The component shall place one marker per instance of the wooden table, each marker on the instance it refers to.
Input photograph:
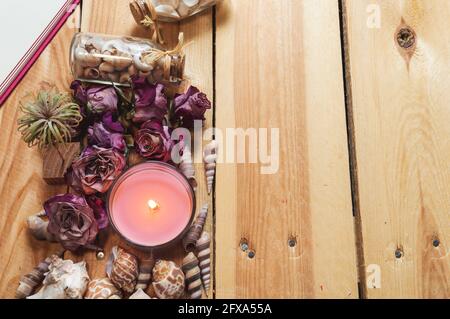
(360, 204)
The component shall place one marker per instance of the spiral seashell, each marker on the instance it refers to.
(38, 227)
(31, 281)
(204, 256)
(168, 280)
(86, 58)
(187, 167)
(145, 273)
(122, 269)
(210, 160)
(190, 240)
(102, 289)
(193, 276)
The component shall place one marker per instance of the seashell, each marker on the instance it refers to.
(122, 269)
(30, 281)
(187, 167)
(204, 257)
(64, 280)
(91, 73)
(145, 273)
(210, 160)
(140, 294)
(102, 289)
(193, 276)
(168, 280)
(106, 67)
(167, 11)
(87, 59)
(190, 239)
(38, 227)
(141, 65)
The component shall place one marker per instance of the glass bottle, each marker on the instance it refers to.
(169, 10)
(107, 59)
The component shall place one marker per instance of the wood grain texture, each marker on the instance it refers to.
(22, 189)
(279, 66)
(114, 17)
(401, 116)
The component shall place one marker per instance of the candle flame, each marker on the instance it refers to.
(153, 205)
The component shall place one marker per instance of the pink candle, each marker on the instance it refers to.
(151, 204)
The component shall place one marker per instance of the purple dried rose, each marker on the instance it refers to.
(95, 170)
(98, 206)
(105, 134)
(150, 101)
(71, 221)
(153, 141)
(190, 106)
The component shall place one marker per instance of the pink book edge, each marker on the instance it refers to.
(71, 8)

EXERCISE BRIEF: From the first line of the material to the last, retype everything exactly except the images.

ANSWER FOR THE TASK:
The component shall place one marker per instance of the wooden table, each marker on the instance it refers to.
Input photograph:
(360, 204)
The component shall place one marker per instance of the spiral seashell, each marker on the instance it refers to.
(38, 227)
(31, 281)
(204, 256)
(168, 280)
(86, 58)
(187, 167)
(145, 273)
(122, 269)
(210, 160)
(190, 240)
(102, 289)
(193, 276)
The component shall place one marker per instance of the seashell, each marker on the instance it refers to.
(122, 269)
(30, 281)
(187, 167)
(204, 257)
(64, 280)
(91, 73)
(145, 273)
(210, 160)
(140, 294)
(102, 289)
(193, 276)
(168, 280)
(106, 67)
(167, 11)
(87, 59)
(190, 239)
(38, 227)
(141, 65)
The component shall place one marker per instance of the glass bottle, each marker on the instance it refers to.
(169, 10)
(107, 59)
The component shall place one marker per instance of the wood grain texture, each marker on the instance it refers to.
(22, 189)
(279, 66)
(114, 17)
(401, 116)
The component shall place one marker per instance of the candle flame, each marker on the instance it refers to.
(153, 205)
The component shall place one marker per instance of the pink candle, each marker on the instance it refers to.
(151, 204)
The component shall place one marker per instance of the purple dried rose, each marker on the instance it refers to.
(95, 170)
(98, 206)
(105, 134)
(150, 101)
(71, 221)
(153, 141)
(190, 106)
The component shall place one marker per instance of the pink book edge, each marker on the instance it refers to.
(71, 8)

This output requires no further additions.